Data for this task »

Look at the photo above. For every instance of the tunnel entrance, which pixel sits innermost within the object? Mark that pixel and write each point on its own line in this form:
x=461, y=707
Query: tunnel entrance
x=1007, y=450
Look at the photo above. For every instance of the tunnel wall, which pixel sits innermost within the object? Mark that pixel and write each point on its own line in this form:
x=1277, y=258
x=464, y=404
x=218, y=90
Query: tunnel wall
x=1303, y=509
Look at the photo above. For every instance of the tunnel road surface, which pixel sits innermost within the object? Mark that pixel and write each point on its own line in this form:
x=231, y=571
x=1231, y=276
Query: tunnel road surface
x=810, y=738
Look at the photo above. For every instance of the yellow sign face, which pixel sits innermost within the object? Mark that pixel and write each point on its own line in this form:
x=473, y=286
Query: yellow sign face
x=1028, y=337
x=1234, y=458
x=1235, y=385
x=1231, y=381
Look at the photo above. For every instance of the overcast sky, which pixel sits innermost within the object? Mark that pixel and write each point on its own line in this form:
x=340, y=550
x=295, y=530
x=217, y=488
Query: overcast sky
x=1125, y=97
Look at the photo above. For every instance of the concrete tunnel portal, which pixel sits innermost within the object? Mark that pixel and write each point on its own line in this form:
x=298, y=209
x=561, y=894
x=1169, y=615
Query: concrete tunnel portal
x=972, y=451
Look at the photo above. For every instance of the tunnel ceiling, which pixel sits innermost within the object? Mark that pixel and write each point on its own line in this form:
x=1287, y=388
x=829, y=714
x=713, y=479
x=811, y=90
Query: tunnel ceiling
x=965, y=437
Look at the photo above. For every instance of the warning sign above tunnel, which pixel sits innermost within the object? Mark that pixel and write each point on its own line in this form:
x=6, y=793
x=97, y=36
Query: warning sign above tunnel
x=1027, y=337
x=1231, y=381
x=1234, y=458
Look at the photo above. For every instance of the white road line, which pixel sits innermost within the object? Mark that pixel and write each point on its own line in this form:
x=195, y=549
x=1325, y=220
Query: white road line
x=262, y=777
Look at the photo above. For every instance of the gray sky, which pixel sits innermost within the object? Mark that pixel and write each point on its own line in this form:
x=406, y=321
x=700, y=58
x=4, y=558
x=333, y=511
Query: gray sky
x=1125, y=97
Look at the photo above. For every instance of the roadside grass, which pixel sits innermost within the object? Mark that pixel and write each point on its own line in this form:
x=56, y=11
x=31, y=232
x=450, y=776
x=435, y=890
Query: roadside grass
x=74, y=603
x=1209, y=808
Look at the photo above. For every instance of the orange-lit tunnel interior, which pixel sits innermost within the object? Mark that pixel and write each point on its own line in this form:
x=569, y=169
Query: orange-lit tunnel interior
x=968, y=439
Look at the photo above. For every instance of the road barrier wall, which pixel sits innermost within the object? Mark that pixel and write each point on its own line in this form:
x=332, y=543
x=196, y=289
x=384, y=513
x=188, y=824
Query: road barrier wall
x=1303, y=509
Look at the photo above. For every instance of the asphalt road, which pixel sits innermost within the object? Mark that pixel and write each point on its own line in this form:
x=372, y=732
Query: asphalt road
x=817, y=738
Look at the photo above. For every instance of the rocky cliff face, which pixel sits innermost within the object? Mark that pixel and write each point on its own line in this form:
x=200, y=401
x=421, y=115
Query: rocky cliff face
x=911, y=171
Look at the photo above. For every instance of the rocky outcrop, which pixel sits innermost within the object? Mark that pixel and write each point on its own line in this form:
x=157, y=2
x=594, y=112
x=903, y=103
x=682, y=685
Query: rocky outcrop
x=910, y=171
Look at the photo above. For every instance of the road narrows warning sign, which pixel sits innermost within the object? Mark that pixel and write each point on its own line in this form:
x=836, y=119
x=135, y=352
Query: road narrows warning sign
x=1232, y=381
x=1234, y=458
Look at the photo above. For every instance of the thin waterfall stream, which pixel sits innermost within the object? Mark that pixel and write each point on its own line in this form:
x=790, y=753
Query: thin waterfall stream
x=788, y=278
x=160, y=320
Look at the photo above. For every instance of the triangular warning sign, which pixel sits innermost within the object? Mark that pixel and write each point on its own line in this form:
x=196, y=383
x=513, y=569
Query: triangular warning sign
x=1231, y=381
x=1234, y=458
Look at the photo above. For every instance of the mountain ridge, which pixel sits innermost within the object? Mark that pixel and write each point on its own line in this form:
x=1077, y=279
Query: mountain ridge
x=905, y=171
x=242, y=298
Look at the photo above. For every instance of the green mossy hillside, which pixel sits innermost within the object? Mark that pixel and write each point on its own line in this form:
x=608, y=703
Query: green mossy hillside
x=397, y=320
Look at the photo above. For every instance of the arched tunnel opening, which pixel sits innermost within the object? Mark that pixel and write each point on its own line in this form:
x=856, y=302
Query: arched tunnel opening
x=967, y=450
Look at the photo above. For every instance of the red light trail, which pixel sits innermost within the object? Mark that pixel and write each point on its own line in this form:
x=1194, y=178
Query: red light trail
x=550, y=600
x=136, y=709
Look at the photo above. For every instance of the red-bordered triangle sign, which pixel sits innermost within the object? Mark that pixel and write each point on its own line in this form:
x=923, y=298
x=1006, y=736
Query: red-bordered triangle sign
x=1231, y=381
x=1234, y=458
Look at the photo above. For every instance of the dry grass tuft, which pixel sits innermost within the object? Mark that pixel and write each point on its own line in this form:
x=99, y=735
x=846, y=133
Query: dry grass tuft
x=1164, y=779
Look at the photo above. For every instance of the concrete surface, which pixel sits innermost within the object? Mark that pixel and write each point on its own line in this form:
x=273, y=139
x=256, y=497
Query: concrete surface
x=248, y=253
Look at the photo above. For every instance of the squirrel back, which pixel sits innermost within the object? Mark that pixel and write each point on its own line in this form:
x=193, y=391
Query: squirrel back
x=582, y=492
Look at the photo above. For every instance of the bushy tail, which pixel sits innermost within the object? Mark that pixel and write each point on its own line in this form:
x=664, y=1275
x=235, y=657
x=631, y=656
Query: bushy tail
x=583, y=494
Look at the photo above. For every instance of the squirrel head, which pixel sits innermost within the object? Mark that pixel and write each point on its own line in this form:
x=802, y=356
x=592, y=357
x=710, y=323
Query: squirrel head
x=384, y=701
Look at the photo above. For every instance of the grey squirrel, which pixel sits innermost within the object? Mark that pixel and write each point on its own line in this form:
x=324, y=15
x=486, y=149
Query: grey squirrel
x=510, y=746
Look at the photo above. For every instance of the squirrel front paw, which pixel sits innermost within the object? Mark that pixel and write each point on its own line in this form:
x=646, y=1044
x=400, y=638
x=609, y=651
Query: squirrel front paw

Action item » The whole listing above needs to be written out exactly.

Final answer »
Look at the photo above. For every instance of the tunnel entrance, which pixel sits innermost within the object? Mark that pixel and write each point on its own line in this form:
x=461, y=707
Query: tunnel entrance
x=1007, y=450
Look at the photo above. For every instance of the tunnel wall, which pixel sits innermost within the object? Mark that pixel and write each point on its own line in this form:
x=1277, y=258
x=464, y=404
x=218, y=90
Query: tunnel wall
x=1303, y=509
Look at the photo above. For every instance of the tunnel road surface, which pixel sits innermost within the object? Mark that pixel and write each point on its own line in this form:
x=231, y=571
x=1231, y=276
Query: tunnel road surface
x=810, y=738
Look at the photo above. For every instance of the yellow sign face, which pixel sits innermost within the object? Mark that pixel and write each point on its own line in this form:
x=473, y=286
Query: yellow sign face
x=1028, y=337
x=1234, y=458
x=1235, y=385
x=1231, y=381
Look at the photo above. For every instance of the overcast sky, which pixel sits innermost within the object? Mark that pixel and write each point on its own line in this form:
x=340, y=550
x=295, y=530
x=217, y=488
Query: overcast sky
x=1125, y=97
Look at the photo above. For every instance of the concrete tunnel portal, which pixel sits innermost within the object? Mark that pixel and write each point on its own line in this form:
x=298, y=209
x=561, y=894
x=1169, y=615
Query: concrete tunnel portal
x=972, y=451
Look at the photo above. For every instance of the tunnel ceiling, which pixel sits innermost within the object? Mark that pixel and write each point on its own line in this form:
x=1287, y=388
x=829, y=714
x=713, y=479
x=811, y=90
Query: tunnel ceiling
x=965, y=437
Look at the photo above. For every instance of the warning sign above tunnel, which pixel sits innermost within the object? Mark that pixel and write each point on its own line in this form:
x=6, y=793
x=97, y=36
Query: warning sign above tunnel
x=1027, y=337
x=1231, y=381
x=1234, y=458
Look at the photo above. For every instance of the white road line, which pixel sits innermost within the object? Mark that pixel and write each point on its own line in this form:
x=195, y=549
x=1325, y=220
Query: white road line
x=262, y=777
Look at the photo above. For every instance of the gray sky, which pixel sits innermost within the object? Mark that pixel and write each point on its own line in this form:
x=406, y=321
x=700, y=58
x=4, y=558
x=333, y=511
Query: gray sky
x=1125, y=97
Look at the photo above. For every instance of the roadside grass, which pixel sits innermost within the object? Mark that pixel and write each point on its own line in this form:
x=56, y=11
x=31, y=232
x=450, y=776
x=435, y=890
Query: roadside grass
x=74, y=603
x=1209, y=808
Look at the photo above. For every instance of the orange-lit tunnel interior, which pixel sits innermost within the object? Mark that pixel and write each point on its own line in this form:
x=569, y=169
Query: orange-lit tunnel interior
x=968, y=439
Look at the photo above. For every instance of the road barrier wall, which pixel sits innermost within the object? Mark that pixel and write each point on its own line in this form:
x=332, y=543
x=196, y=289
x=384, y=513
x=188, y=824
Query: road barrier wall
x=1303, y=509
Look at the photo above. For every instance of the asphalt road, which pixel sits innermost within the object? Mark that pixel and write each point on its own line in this form:
x=372, y=732
Query: asphalt road
x=817, y=738
Look at the photo above. For every instance of the rocky cliff face, which pixel sits innermost within the object? Mark that pixel and write each point on its own line in this form:
x=200, y=401
x=421, y=115
Query: rocky cliff face
x=911, y=171
Look at the photo above. For every instance of the rocky outcrop, which pixel sits innermost within the object? Mark that pixel and write each point on its own line in this form:
x=157, y=2
x=594, y=112
x=903, y=103
x=682, y=685
Query: rocky outcrop
x=910, y=171
Look at the photo above. For every instance of the road narrows warning sign, which pixel sits innermost within the object? Mark that pixel and write each point on its own line in this form:
x=836, y=119
x=135, y=352
Query: road narrows warning sign
x=1232, y=381
x=1234, y=458
Look at the photo above. For every instance of the thin waterfall stream, which pixel sits innermost within the object? Mark that pixel and write each point on its own line in this form:
x=790, y=753
Query: thin waterfall stream
x=788, y=278
x=160, y=320
Look at the photo above. For every instance of the triangular warning sign, which pixel sits innermost within the object? Mark that pixel and write each point on its own line in this form:
x=196, y=383
x=513, y=569
Query: triangular warning sign
x=1231, y=381
x=1234, y=458
Look at the photo above. For every instance of the mountain ridge, which pixel sits innermost within the object? Mark that pixel and write each point on its own line in this form:
x=1077, y=279
Query: mountain ridge
x=905, y=171
x=242, y=298
Look at the photo above. For every instance of the green mossy hillside, which pixel sits innermost within the object? Mark that pixel and write each point on its own line in this form:
x=608, y=703
Query: green mossy hillside
x=397, y=320
Look at the photo above. For every instance of the arched tunnel opening, which pixel sits innermost within the object? Mark that pixel and write each point on its own line in this form:
x=856, y=302
Query: arched tunnel opening
x=967, y=450
Look at the photo above. For every instance of the red light trail, which pixel sits innermost within the object? Mark that pixel and write each point on its own line in this form:
x=1194, y=178
Query: red light trail
x=550, y=600
x=136, y=709
Look at the photo above. For every instance of the red-bordered triangle sign, which pixel sits innermost within the object? Mark that pixel and write each point on its own line in this form:
x=923, y=298
x=1006, y=736
Query: red-bordered triangle sign
x=1231, y=381
x=1234, y=458
Look at the photo above. For every instance of the dry grass tuft, which pixel sits innermost within the object? Mark that pixel and write each point on its own line in this form:
x=99, y=735
x=846, y=133
Query: dry grass tuft
x=1164, y=779
Look at the photo above. For every instance of the concrete surface, which pixel sits innermost within the object? Mark that pixel and write each point on its own line in this form:
x=273, y=139
x=256, y=497
Query: concrete surface
x=248, y=253
Look at the photo above. For every instance of the squirrel back, which pixel sits innermost within the object? Mark that pixel and write each point on its own line in this form:
x=193, y=391
Query: squirrel back
x=582, y=492
Look at the photo above. For every instance of the bushy tail, which pixel sits innermost within the object? Mark that pixel and write each point on its own line in this form:
x=664, y=1275
x=235, y=657
x=631, y=656
Query: bushy tail
x=583, y=494
Look at the photo above. For every instance of the squirrel head, which pixel sits innermost within the object? Mark that pixel and write each point on its own line in this form:
x=802, y=356
x=592, y=357
x=710, y=323
Query: squirrel head
x=384, y=701
Look at the photo above. For every instance of the grey squirrel, which pixel sits innermost within the object? Mark that pixel and write each point on its own line in this form:
x=324, y=15
x=486, y=149
Query: grey squirrel
x=510, y=746
Look at the photo above. For every instance of the squirrel front paw, which pixel sits innermost within the object? Mark that pixel and write each point on its own line in this form:
x=646, y=1044
x=400, y=638
x=609, y=651
Query: squirrel front paw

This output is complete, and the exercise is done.